Testo del documento =
_____
«..arricchì l'arte della pittura di quella intera perfezione che ebbero anticamente le figure di Apelle e Zeusi, e più, se si potesse dire [...] Laonde la natura restò vinta da' suoi colori; e l'invenzione era in lui sì facile e propria, quanto può giudicare chi vide le storie sue...» G.Vasari Le vite 1568.
La
Fondazione Accademia Carrara in collaborazione con GAMeC di Bergamo fino al 6
maggio 2018 propongono la mostra Raffaello e l'eco del mito.
L'esposizione a cura di M. Cristina
Rodeschini, Emanuela Daffra e Giacinto Di Pietrantonio è suddivisa in otto
sezioni tematiche con oltre 60 opere e offre una visione della carriera pittorica
del giovane Raffaello Sanzio. Nel 2020
ricorrerà il quinto centenario della morte dell'artista e la città di Bergamo
in anticipo sui tempi, rende omaggio al grande maestro del Rinascimento. L'esposizione guida il pubblico alla scoperta di alcuni suoi capolavori giovanili nel segno di una continuità con
l'apprezzamento del quale ha goduto nel periodo rinascimentale e in particolare modo dall'Ottocento
fino ai giorni nostri. Letterati e umanisti in lui videro il non plus ultra della
pittura in termini di grazia, perfezione e imitazione della natura: il pittore classico per eccellenza.
Nella prima sala l'osservatore è introdotto nell'ambiente in cui, il giovane Raffaello nacque e sviluppò le sue grandi capacità pittoriche: Urbino e in particolare la corte del Duca Federico da Montefeltro. La Signoria dei Montefeltro nella seconda metà del '400 fu un centro culturale, intellettuale molto aggiornato e stimolante per i letterati e gli artisti chiamati a corte. Giovanni Santi, padre di Raffaello fu tra i pittori attivi a Palazzo Ducale per il quale realizzò alcune tavole ad olio raffiguranti le Muse, destinate al tempietto della reggia (fig 1 e 2).
_____
Dati forniti =
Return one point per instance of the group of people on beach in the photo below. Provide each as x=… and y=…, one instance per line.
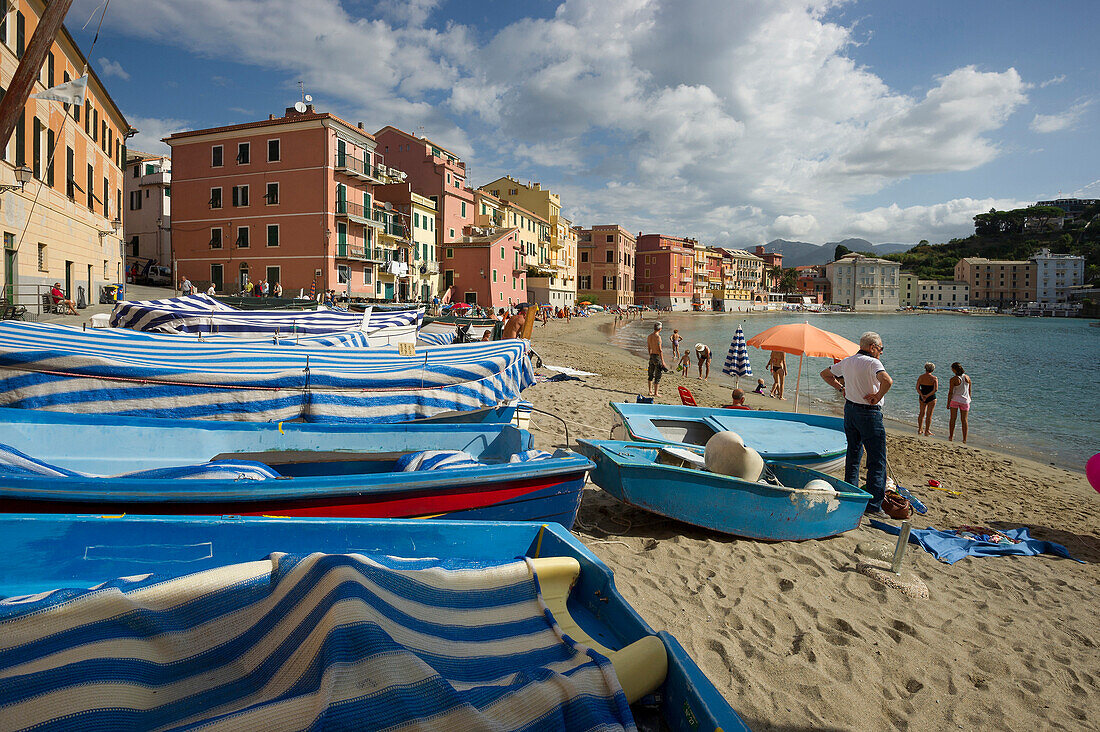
x=958, y=399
_____
Compiti da svolgere =
• a. Riporta fedelmente il passo del testo sulla mostra di Raffaello da "L'esposizione a cura" fino a "classico per eccellenza." compreso.
• b. Spiega perché, secondo il testo sulla mostra di Raffaello, la città di Bergamo rende omaggio al pittore «in anticipo sui tempi».

Risposte ai compiti =
• a.
L'esposizione a cura di M. Cristina
Rodeschini, Emanuela Daffra e Giacinto Di Pietrantonio è suddivisa in otto
sezioni tematiche con oltre 60 opere e offre una visione della carriera pittorica
del giovane Raffaello Sanzio. Nel 2020
ricorrerà il quinto centenario della morte dell'artista e la città di Bergamo
in anticipo sui tempi, rende omaggio al grande maestro del Rinascimento. L'esposizione guida il pubblico alla scoperta di alcuni suoi capolavori giovanili nel segno di una continuità con
l'apprezzamento del quale ha goduto nel periodo rinascimentale e in particolare modo dall'Ottocento
fino ai giorni nostri. Letterati e umanisti in lui videro il non plus ultra della
pittura in termini di grazia, perfezione e imitazione della natura: il pittore classico per eccellenza.

• b. Il quinto centenario della morte di Raffaello ricorrerà nel 2020. La mostra con cui Bergamo lo omaggia resta invece aperta fino al 6 maggio 2018, quindi precede la ricorrenza.